(AIM OF THE EXERCISE)
What is needed here is an exact copy of all the data.
AVAILABLE DATA: Begin
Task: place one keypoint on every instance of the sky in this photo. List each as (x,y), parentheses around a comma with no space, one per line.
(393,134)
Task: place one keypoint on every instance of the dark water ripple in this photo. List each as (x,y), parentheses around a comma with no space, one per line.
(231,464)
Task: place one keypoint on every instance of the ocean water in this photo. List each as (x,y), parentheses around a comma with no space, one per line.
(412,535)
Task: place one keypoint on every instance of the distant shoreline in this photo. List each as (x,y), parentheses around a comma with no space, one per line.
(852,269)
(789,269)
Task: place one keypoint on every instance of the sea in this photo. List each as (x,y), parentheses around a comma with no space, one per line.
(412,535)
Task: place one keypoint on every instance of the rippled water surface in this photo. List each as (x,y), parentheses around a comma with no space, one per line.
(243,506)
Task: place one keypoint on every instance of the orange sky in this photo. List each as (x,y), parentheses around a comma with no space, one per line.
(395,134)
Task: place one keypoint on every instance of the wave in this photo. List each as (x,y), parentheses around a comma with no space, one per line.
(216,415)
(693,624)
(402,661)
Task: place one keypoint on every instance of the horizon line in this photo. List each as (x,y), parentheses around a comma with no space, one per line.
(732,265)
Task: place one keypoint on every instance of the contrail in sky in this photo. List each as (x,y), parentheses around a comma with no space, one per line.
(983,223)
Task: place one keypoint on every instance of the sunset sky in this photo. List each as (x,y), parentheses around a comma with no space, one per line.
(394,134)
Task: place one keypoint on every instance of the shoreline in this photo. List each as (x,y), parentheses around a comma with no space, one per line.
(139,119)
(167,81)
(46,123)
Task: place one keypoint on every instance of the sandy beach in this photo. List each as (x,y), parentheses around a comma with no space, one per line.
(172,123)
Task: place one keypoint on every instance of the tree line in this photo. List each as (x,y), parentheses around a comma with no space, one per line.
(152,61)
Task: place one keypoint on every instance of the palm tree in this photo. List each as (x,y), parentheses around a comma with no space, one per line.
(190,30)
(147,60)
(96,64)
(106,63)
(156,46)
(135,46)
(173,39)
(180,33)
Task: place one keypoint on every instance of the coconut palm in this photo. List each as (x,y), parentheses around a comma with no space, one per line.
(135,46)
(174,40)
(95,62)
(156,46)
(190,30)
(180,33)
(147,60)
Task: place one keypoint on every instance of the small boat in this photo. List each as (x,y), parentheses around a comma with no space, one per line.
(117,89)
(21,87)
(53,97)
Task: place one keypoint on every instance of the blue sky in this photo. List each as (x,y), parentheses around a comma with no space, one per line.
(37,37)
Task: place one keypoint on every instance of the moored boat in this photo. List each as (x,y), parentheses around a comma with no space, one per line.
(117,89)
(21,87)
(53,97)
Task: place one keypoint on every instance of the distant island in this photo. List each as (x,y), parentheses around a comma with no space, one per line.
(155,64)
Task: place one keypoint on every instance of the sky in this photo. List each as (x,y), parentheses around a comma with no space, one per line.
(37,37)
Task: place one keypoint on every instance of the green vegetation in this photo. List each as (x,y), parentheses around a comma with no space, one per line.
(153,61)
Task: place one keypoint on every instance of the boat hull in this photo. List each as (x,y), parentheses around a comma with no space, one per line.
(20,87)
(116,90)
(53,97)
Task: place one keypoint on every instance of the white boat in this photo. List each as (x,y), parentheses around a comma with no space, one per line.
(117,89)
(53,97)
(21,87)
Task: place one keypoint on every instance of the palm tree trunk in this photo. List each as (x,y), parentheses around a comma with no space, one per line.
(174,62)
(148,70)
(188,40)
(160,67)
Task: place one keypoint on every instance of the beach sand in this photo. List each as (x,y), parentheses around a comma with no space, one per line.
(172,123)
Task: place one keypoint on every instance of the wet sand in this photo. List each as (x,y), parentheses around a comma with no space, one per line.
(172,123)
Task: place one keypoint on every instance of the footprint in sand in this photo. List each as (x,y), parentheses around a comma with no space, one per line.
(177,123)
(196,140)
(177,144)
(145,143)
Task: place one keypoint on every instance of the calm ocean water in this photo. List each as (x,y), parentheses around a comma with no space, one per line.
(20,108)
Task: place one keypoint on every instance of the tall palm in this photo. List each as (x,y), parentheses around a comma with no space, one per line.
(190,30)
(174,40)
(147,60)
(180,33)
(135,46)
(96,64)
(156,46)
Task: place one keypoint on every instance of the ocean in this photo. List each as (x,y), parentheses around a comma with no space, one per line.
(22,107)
AVAILABLE DATA: End
(FINAL ANSWER)
Task: place one keypoint on every instance of the sky in this photo. List each as (x,y), parentheses around a comma with no space, one per line.
(393,134)
Task: place one keypoint on every instance of the dark water ripple in this photo. List each as (x,y), parentheses around a comma with no space, one per line.
(231,464)
Task: place one keypoint on every instance of the ocean water in this photo. List each as (x,y), parentheses around a comma with no space, one per line.
(412,535)
Task: place one keypoint on every instance of the distant shoreline in this photo. List each as (x,y), parentheses around a comma with no space, one per line.
(852,269)
(789,269)
Task: place one keypoint on every instance of the sea in this photo. List each as (x,y), parentheses around a comma with no space, one per line.
(412,535)
Task: place one keypoint on every instance of the rippled water surface in this photo. List each as (x,y), parentheses around a comma with no space, one per line.
(243,506)
Task: place one keypoint on every instance of the orange sky in this photo. List each as (x,y), parentheses around a comma with no space, one per line.
(395,134)
Task: place one keypoint on every instance of the wave in this photo. List each as (x,y), parentheses around a comma with no space, one per line.
(216,415)
(693,624)
(402,661)
Task: place one keypoint on every instance of the horizon line in this photo. List each as (x,y), parentheses around a comma with no space, one per line.
(732,265)
Task: place one keypoint on every instance of the contrail in sky in this photo. List each as (x,y), parentheses around a comma with no space, one per line.
(983,223)
Task: place one keypoint on every instance of the sunset sky in this photo. List each as (x,y), parentheses around a comma with no space, one per line.
(394,134)
Task: place one keypoint on every instance of the shoreline in this photo. List each as (x,y), parentheses around a comma with no space, one per line.
(139,119)
(167,81)
(46,123)
Task: place one keypoint on every instance of the sandy beach in this photo. List each as (x,y), parentheses around a comma with no space, one per line.
(172,123)
Task: place one keypoint on every instance of the tree line in this photo. List each as (x,y), parentheses around a comma with no space, one per line.
(152,61)
Task: place one keypoint on every instance of the palm tree in this photo. List each as (x,y), parentheses around a comma with no space, one per line.
(190,30)
(147,60)
(96,64)
(106,63)
(156,46)
(135,46)
(173,39)
(180,33)
Task: place one keypoint on every instance of the coconut palm in this photo. List each as (x,y), parentheses around a comma with no space, one per line.
(135,46)
(174,40)
(95,62)
(156,46)
(190,30)
(180,33)
(147,60)
Task: place one keypoint on every instance of the small boat in this photo. List each as (x,y), parentheses around a comma with no space, one per line.
(117,89)
(21,87)
(53,97)
Task: place one keypoint on every instance of the blue sky in this photo. List each as (x,y), parentheses around a comma with no space, one per line.
(37,37)
Task: place one keypoint on every instance of the moored boat in this photo. List each as (x,y), parentheses around a comma with no space, one per line.
(117,89)
(21,87)
(53,97)
Task: place one keypoint on every instance of the distant island in this photo. List each as (x,y), parentheses around a comma with no space, one per line.
(155,64)
Task: place one keypoint on every instance of the sky in this photo. List each as (x,y), parentheses around a comma with no space, one per line.
(37,37)
Task: place one keypoint on every instance of the green vegetation in this photo. List each as (x,y), parentheses around a comma with no space, one per line.
(153,61)
Task: place one keypoint on every instance of the boat hull in this photo. List each as (x,y), parentheses around a comma with no space, one per line.
(20,87)
(116,90)
(53,97)
Task: place one keypoint on every instance of the white boat in this photo. List each as (x,y), parentheses around a comma with no space, one per line.
(117,89)
(53,97)
(21,87)
Task: place one keypoint on every instance of the palm tree trunk in this photo. List each as (x,y), parentheses around a comma with no space, one per line.
(174,62)
(148,70)
(188,40)
(160,67)
Task: place one keypoint on every instance of the beach sand in this photo. List each as (x,y), parentheses around a comma with no space, one per line.
(172,123)
Task: place one keypoint on every instance of the wet sand in this photo. List each as (x,y), parentheses around a comma with no space, one per line.
(172,123)
Task: place one keypoint on every instance of the footprint in sand in this photo. List each as (x,y), parentheses around a comma with no space, one per line.
(177,123)
(196,140)
(177,144)
(145,143)
Task: place one keypoint on every instance of the calm ocean water in this photo. List each as (x,y), parentheses around a comma with no space, one per line.
(20,108)
Task: place one keypoint on every instance of the tall palm in this photo. List each as (x,y), parentheses around a comma with no space, one per line.
(190,30)
(174,40)
(147,60)
(180,33)
(135,46)
(96,64)
(156,46)
Task: place one keypoint on every instance of the ocean in this photo. List each as (x,y), parentheses around a comma with no space, one per line.
(22,107)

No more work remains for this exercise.